**Stated goal**
According to the text segment on input devices, which manufacturers already make pressure-sensitive styli for digitizing tablets?

**Text segment**
But perhaps the most important (albeit hidden) capability of the ADB is its ability to sense and distinguish among different simultaneously connected input devices. At the recent SIGCHI conference, Dan Venolia and Michael Chen of Apple's Human Interface Group demonstrated this capability using a mouse and a trackball together. The result was a prototype utility on the Mac that supported many two-handed transactions. This is a clear case of technology that supports human needs and suggests better things to come.


Handling the Pressure

Just using two hands is not enough, however. Another ability that people have that current technologies don't reflect is hands' ability to control and sense pressure. One place where this has been recognized and used is in electronic musical keyboards. Each key has what is own as "aftertouch" - the ability to sense how hard the key is being pressed. Hopefully, aftertouch will soon be standard on mouse buttons, providing real control for line thickness, scrolling, speed, and the speed of fast-forward rewind on videos and CD-ROMs. A few manufacturers, such as Wacom and Numonics, already make pressure-sensitive styli for digitizing tablets.
But no matter how well the look, feel, and sound of a user interface are developed, it still may not fit how you think or you work; therefore, it will fail. Understanding these elements brings the second mirror into focus.


Data Overload

Would-be sages and futurists will tell u that we are in the middle of an information revolution - a revolution whose impact is matched only by the one that followed the invention of the printing press or the industrial revolution. Unfortunately, this is false.

[Records from a collection]
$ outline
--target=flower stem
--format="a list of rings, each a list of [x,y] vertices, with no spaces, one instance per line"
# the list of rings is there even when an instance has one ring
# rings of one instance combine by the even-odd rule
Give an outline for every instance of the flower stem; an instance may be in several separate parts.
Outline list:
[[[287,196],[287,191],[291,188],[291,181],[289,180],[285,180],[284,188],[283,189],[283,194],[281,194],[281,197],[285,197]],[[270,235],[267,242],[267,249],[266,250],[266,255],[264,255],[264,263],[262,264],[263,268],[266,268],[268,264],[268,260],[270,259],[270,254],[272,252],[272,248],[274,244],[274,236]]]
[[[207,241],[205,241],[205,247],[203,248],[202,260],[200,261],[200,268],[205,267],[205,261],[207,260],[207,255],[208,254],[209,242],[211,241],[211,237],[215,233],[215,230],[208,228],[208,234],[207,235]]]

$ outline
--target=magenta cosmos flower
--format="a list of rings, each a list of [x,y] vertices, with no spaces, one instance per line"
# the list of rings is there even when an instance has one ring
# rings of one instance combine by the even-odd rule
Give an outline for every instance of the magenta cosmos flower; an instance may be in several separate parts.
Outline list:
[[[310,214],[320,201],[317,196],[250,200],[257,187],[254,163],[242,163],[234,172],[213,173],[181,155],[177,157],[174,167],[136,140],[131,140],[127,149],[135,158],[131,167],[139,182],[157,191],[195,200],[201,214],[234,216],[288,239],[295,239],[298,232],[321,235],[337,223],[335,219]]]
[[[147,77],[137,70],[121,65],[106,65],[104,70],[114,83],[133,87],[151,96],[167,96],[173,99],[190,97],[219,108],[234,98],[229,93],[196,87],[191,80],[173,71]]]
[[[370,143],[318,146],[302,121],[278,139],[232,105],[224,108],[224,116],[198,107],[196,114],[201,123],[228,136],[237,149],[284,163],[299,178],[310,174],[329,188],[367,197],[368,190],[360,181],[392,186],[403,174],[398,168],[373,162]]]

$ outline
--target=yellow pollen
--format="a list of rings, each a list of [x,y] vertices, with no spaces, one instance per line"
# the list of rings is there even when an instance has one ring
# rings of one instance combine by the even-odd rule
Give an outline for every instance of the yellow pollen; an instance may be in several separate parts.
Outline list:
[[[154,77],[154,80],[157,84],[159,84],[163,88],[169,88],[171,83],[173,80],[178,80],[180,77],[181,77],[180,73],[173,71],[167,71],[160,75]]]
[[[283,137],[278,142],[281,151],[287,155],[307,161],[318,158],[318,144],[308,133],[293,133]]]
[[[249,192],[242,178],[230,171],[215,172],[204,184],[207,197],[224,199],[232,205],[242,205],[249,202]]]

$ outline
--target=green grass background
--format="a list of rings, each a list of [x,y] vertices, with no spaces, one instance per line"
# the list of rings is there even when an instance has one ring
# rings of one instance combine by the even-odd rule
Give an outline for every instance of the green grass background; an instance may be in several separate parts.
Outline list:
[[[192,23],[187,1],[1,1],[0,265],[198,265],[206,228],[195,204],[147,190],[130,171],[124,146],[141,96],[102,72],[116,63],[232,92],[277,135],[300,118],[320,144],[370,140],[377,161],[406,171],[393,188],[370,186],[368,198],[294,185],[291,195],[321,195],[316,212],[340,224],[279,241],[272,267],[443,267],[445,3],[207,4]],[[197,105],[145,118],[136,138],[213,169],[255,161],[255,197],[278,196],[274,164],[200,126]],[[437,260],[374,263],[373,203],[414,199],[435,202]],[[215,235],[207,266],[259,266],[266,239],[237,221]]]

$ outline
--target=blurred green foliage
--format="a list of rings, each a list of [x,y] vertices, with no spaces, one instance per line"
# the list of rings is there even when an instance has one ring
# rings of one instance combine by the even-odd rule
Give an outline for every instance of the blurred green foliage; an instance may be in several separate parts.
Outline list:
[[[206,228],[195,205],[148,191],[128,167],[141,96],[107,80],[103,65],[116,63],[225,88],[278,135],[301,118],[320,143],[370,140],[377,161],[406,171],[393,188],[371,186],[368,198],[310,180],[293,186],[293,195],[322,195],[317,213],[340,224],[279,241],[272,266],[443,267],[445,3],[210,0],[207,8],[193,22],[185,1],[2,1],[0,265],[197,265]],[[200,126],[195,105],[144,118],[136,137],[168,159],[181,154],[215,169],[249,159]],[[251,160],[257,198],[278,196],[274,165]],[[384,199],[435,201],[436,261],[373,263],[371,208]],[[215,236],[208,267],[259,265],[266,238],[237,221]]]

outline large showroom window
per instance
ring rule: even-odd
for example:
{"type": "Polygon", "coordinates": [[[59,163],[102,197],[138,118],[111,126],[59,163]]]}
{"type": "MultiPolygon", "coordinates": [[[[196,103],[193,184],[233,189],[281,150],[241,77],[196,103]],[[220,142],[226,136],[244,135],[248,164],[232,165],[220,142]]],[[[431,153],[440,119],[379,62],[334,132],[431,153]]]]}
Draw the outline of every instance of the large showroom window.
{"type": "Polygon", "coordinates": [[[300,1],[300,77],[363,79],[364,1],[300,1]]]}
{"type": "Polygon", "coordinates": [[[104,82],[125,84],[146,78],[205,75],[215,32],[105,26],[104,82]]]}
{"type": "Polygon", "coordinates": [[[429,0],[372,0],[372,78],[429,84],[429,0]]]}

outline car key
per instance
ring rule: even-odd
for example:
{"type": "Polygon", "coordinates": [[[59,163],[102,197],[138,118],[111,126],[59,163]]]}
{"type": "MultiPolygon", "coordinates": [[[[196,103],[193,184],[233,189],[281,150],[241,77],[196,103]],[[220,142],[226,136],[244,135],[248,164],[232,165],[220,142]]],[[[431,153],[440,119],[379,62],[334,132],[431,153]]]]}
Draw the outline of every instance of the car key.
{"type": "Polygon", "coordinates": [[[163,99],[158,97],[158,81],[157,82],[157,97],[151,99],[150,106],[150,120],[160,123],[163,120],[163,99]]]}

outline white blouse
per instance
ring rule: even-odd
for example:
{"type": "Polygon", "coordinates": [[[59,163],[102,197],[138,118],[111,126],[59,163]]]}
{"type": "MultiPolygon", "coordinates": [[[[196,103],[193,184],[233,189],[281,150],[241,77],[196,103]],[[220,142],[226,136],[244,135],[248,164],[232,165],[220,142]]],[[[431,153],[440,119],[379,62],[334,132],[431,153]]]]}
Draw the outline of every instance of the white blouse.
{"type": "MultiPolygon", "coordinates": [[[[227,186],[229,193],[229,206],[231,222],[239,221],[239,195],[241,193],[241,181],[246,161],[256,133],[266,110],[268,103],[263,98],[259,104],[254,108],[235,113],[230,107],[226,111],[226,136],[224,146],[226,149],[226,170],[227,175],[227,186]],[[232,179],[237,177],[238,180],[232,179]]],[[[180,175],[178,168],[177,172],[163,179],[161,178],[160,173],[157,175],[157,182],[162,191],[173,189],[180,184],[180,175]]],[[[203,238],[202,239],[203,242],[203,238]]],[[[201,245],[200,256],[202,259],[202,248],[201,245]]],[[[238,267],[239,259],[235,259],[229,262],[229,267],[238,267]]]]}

**Answer in full**
Wacom and Numonics.